◆ 练习题目
a. 请根据下面这篇题解回答以下问题:
(i) 后续选择个数为0的状态代表什么?
(ii) 题解采用什么方式储存稀疏图?
(iii) 作者说明自己提交时出了哪些错?
b. 请从下面这篇题解中原样摘录一段文字,从含有“UVa 988 - Many”的那几个字开始,到“用一个状态数组记录到达每个选择的路径数,它等于能到达它的前驱节点的路径加和。”之后结束。

◆ 引用原文
-*-*-

UVa 988 - Many Paths, One Destination

题目:人生有很多选择,现在给你一些选择(0~n-1),和每个选择分支后面的其他选择序号,求选择总数。

分析:dp,图论。如果某状态的后续选择个数是0个则,代表死亡,统计所有到达死亡的路径条数即可。

用一个状态数组记录到达每个选择的路径数,它等于能到达它的前驱节点的路径加和。

稀疏图,使用邻接表储存。初始是节点0的路径条数为1,代表出生。

说明:没有给数据范围略坑啊,RE一次,WA一次,╮(╯▽╰)╭。

#include <iostream>
#include <cstdlib>
#include <cstring>
#include <cstdio>

using namespace std;

int sums[15000];
int deat[15000];

typedef struct tnode
{
	int    point;
	tnode *next;
}node;
node* H[15000];
node  E[150000];
int   e_size = 0;

void initial()
{
	memset( H, 0, sizeof(H) );
	memset( E, 0, sizeof(E) );
	e_size = 0;
}

void addedge( int a, int b )
{
	E[e_size].point = b;
	E[e_size].next = H[a];
	H[a] = &E[e_size ++];
}

int main()

-*-*-

◆ 数据部分
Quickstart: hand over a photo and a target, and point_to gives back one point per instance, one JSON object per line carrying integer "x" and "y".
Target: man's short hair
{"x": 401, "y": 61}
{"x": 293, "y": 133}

-*-*-

◆ 参考答案
a.
(i) 代表死亡。
(ii) 使用邻接表储存。
(iii) RE一次,WA一次。

b.
UVa 988 - Many Paths, One Destination

题目:人生有很多选择,现在给你一些选择(0~n-1),和每个选择分支后面的其他选择序号,求选择总数。

分析:dp,图论。如果某状态的后续选择个数是0个则,代表死亡,统计所有到达死亡的路径条数即可。

用一个状态数组记录到达每个选择的路径数,它等于能到达它的前驱节点的路径加和。